» Extract provided:
A deep look at the 14‑step microcode sequence that swaps the top‑of‑stack register with any other stack entry in Intel’s original floating‑point co‑processor, including the role of temporary registers, tag bits, and exception handling.

Inside the Intel 8087: How the FXCH Instruction Is Implemented in Microcode

The Intel 8087, introduced in 1980, was the first widely used floating‑point co‑processor. It accelerated arithmetic by up to a hundred times and defined the 80‑bit floating‑point format that still underpins modern CPUs. While most of its instruction set is straightforward, the FXCH (floating‑point exchange) instruction hides a surprisingly rich microcode implementation. The Opcode Collective has reverse‑engineered the 8087’s microcode ROM and uncovered a 14‑step routine that performs the exchange, handles empty registers, and integrates with the chip’s exception system.

The problem FXCH solves

The 8087 stores eight registers in a stack‑like arrangement. Most operations work on the top of the stack (ST(0)). To operate on a value deeper in the stack, programmers use FXCH to swap ST(0) with ST(i). On the surface this looks like a simple register move, but the chip must also preserve tag bits, detect empty registers, and raise the correct exception when needed.

Register layout and tag bits

Each of the eight stack registers holds an 80‑bit floating‑point value: 64‑bit significand, 15‑bit exponent, and a sign bit. Two tag bits accompany every register and indicate whether the entry is valid, special (NaN, infinity, denormal), zero, or empty. The tags are used by the hardware to avoid illegal accesses and to decide how to mask or propagate exceptions.

In addition to the stack, the 8087 has two internal temporary registers, tmpA and tmpB, each with its own tag bits. FXCH uses these temporaries as staging areas.

Die of the Intel 8087 floating-point unit chip, with main functional blocks labeled. The die is 5mm×6mm. Click for a larger image. Die of the Intel 8087 with the main functional blocks labeled.

» What you should do:
In the article on the 8087's FXCH instruction, what are the names of the two internal temporary registers?

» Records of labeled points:
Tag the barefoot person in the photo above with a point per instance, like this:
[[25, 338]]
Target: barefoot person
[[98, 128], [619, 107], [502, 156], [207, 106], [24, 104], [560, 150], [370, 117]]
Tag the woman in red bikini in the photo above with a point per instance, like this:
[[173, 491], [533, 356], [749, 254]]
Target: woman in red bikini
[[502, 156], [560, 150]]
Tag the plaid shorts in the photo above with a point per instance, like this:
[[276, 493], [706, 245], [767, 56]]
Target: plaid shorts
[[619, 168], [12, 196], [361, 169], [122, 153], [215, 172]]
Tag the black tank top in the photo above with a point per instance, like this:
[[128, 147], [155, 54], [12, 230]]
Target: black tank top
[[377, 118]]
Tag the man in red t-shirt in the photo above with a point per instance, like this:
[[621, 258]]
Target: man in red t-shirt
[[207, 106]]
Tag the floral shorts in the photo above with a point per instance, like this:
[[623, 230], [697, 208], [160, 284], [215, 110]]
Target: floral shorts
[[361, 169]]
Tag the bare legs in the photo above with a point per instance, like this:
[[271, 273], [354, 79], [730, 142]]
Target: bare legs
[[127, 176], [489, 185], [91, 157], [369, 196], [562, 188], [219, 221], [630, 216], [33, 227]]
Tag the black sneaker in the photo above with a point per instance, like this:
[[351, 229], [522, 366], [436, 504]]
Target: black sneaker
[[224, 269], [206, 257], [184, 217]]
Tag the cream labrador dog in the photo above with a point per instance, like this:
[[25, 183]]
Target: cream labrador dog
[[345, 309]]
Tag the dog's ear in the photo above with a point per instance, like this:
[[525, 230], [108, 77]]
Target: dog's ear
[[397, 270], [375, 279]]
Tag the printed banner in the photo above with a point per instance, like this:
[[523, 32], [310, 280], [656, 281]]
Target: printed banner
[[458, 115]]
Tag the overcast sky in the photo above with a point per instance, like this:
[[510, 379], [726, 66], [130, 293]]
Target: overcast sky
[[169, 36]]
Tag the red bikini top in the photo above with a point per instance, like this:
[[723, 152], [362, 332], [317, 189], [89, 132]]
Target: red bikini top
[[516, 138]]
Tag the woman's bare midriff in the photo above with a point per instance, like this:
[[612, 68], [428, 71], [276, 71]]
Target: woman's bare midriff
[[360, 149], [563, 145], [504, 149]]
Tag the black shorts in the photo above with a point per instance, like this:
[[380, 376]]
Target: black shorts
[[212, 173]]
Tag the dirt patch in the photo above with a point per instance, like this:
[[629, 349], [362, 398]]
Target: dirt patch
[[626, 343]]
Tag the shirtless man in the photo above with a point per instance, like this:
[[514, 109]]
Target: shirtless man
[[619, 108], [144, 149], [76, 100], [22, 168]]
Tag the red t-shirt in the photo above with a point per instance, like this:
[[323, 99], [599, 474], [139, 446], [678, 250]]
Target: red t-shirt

» Exercise result:
tmpA and tmpB